═══ DATA SHOWN
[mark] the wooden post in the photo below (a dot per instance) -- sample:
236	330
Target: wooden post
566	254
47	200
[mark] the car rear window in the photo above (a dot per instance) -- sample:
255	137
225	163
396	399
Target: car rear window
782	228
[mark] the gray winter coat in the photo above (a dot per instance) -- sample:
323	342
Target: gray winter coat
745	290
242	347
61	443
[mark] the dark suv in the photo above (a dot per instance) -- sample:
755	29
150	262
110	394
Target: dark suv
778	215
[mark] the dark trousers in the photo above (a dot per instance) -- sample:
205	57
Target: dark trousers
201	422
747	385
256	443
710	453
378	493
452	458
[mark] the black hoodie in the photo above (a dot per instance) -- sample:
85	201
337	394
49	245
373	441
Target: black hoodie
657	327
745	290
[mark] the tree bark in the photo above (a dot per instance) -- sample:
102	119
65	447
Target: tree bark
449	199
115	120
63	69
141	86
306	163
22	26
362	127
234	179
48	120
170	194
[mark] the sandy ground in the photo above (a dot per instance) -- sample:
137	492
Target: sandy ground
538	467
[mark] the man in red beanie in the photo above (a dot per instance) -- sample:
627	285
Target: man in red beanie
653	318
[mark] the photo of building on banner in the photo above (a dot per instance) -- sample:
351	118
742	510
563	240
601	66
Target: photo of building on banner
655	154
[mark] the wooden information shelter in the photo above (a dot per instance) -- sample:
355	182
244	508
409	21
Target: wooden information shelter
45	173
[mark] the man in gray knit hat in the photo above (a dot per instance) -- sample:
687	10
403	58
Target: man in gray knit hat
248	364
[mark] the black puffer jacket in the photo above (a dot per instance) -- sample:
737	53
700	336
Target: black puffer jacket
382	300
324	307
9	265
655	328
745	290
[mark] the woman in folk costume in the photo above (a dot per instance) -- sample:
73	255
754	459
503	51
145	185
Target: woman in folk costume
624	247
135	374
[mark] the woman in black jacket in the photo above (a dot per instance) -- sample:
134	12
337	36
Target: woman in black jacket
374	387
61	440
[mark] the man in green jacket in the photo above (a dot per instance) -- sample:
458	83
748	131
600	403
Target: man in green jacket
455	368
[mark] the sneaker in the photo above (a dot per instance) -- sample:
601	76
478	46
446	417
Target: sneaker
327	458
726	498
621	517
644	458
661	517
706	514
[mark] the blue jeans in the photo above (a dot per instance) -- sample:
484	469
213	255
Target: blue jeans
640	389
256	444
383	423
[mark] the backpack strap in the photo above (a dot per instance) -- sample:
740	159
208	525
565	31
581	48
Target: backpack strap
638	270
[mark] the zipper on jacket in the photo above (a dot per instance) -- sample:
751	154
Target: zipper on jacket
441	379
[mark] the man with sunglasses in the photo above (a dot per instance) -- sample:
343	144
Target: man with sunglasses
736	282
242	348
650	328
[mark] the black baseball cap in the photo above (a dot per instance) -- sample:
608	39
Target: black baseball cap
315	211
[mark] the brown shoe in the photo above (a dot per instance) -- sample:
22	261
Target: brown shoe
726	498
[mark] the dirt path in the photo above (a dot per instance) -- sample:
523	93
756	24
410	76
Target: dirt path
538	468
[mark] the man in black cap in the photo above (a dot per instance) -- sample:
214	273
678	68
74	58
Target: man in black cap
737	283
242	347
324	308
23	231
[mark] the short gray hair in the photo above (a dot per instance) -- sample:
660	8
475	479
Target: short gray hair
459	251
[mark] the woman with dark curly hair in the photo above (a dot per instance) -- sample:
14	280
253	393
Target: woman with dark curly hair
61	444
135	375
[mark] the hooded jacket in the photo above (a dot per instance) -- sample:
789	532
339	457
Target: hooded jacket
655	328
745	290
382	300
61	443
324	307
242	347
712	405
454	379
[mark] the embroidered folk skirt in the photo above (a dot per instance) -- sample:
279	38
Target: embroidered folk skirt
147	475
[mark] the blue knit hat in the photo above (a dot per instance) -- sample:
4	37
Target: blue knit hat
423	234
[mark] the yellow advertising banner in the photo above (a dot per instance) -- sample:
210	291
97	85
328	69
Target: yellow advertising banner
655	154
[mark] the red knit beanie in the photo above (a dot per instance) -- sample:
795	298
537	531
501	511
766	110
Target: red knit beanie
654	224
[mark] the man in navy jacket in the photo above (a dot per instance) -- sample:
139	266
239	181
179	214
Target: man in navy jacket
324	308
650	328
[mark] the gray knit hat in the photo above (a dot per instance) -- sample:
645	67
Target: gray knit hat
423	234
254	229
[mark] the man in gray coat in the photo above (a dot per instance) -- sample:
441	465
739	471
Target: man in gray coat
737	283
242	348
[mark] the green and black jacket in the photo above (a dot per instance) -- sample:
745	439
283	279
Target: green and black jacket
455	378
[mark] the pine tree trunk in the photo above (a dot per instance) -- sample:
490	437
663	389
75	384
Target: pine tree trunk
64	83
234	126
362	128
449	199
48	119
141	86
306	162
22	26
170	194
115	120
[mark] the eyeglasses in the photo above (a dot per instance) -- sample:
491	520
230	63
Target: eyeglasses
══════
DIRECTIONS FOR THIS TASK → Restate the data exactly, keeping every line intact.

OUTPUT FOR THIS EXERCISE →
[mark] the wooden post in the photo below (a dot per instance) -- sample:
236	330
Target: wooden post
566	254
47	200
[mark] the car rear window in the photo above (a dot per instance) -- sample:
255	137
225	163
396	399
Target: car rear window
782	228
[mark] the gray winter coat in the photo above (a dot per instance) -- sample:
323	342
Target: gray winter coat
745	290
242	347
61	443
[mark] the dark suv in the photo above (a dot per instance) -- sample:
755	29
150	262
110	394
Target: dark suv
778	215
[mark] the dark trousers in the photo above (a dot per instance) -- sample:
205	57
Target: dark trousers
201	422
747	385
256	443
710	453
378	493
452	458
[mark] the black hoodie in the photo above (a dot per instance) -- sample:
85	201
337	394
49	245
373	441
Target: black hoodie
657	327
745	290
[mark] the tree bark in the photo above (a dot per instance) -- sample:
102	119
65	447
Target: tree bark
449	199
115	120
63	69
141	86
306	163
22	26
362	127
234	179
48	120
170	194
[mark] the sandy ground in the photo above (a dot per instance) -- sample:
137	492
Target: sandy ground
538	467
[mark] the man in red beanie in the photo above (a dot per instance) -- sample:
627	285
Target: man in red beanie
653	318
[mark] the photo of building on banner in the photo above (a dot per instance) -- sample:
351	118
742	510
563	240
601	66
Target: photo of building on banner
655	154
[mark] the wooden information shelter in the photo above (a dot per instance) -- sample:
355	182
244	508
409	21
Target: wooden information shelter
45	173
[mark] the man in gray knit hat in the photo above (a dot per instance) -- sample:
687	10
403	58
Target: man in gray knit hat
248	364
[mark] the black puffer jacket in the photo above (a dot per instance) -- sample:
737	53
700	336
Target: black puffer jacket
382	300
324	307
9	265
655	328
745	290
[mark] the woman in folk costume in the photo above (a dot per instance) -- sample:
73	255
754	459
503	51
145	185
Target: woman in folk costume
624	247
135	374
[mark] the woman in black jacket in the photo above (a dot per instance) -- sample:
134	12
337	36
Target: woman in black jacket
374	387
61	440
[mark] the man in green jacket in the photo above (a dot per instance) -- sample:
458	83
748	131
600	403
Target: man in green jacket
455	368
[mark] the sneaker in the photo above (a dot per instance) -- sample:
601	76
478	46
446	417
Target: sneaker
327	458
726	498
621	517
644	458
661	517
706	514
[mark] the blue jeans in the photo above (a dot per instance) -- sample:
484	469
213	255
Target: blue jeans
640	389
256	444
383	423
[mark] the backpack strap in the photo above (a dot per instance) -- sample:
740	159
208	525
565	31
581	48
Target: backpack strap
638	270
[mark] the zipper on jacket in the photo above (a dot per instance) -- sample:
751	154
Target: zipper on jacket
441	379
[mark] the man with sunglasses in the photo above (a dot per instance) -- sample:
343	144
Target: man with sunglasses
736	282
242	348
650	328
[mark] the black baseball cap in the photo above (a dot per instance) -- sample:
608	39
Target: black baseball cap
315	211
[mark] the brown shoe in the photo above (a dot per instance) -- sample:
22	261
Target: brown shoe
726	498
[mark] the dirt path in the photo above (a dot per instance) -- sample:
523	93
756	24
410	76
Target: dirt path
538	468
[mark] the man in black cap in the photo above (a dot per instance) -- sample:
214	273
678	68
74	58
Target: man in black cap
737	283
242	347
324	308
23	231
[mark] the short gray hair in the photo above (a dot per instance) -- sample:
660	8
475	479
Target: short gray hair
459	251
[mark] the woman with dark curly hair in the photo above (a dot per instance) -- sample:
14	280
253	393
Target: woman with dark curly hair
61	444
135	375
[mark] the hooded jacket in the photo above (a dot per instance) -- sample:
789	532
339	457
Target: hooded jacket
655	328
745	290
382	300
61	443
324	307
242	347
712	405
454	379
[mark] the embroidered folk skirt in the photo above (a dot per instance) -- sample:
279	38
Target: embroidered folk skirt
147	475
[mark] the blue knit hat in the photo above (a dot per instance) -- sample:
4	37
Target: blue knit hat
423	234
[mark] the yellow advertising banner in the photo above (a dot per instance) -- sample:
210	291
97	85
328	69
Target: yellow advertising banner
655	154
[mark] the red knit beanie in the photo above (a dot per instance) -- sample:
795	298
537	531
501	511
766	110
Target: red knit beanie
654	224
[mark] the man in navy jacket in the photo above (a dot per instance) -- sample:
139	266
239	181
179	214
Target: man in navy jacket
324	308
650	328
[mark] the gray knit hat in the photo above (a dot per instance) -- sample:
645	67
Target: gray knit hat
423	234
254	229
[mark] the man in gray coat in the photo above (a dot per instance) -- sample:
441	465
739	471
Target: man in gray coat
737	283
242	348
[mark] the green and black jacket in the photo above (a dot per instance) -- sample:
745	439
283	279
Target: green and black jacket
455	378
[mark] the pine tree trunk in the photo above (a dot per instance) -- sample:
490	437
663	389
75	384
Target: pine tree trunk
64	83
234	126
362	128
449	199
48	119
141	86
306	162
22	26
170	194
115	120
[mark] the eyeglasses in the photo above (a dot per instance) -- sample:
491	520
230	63
Target: eyeglasses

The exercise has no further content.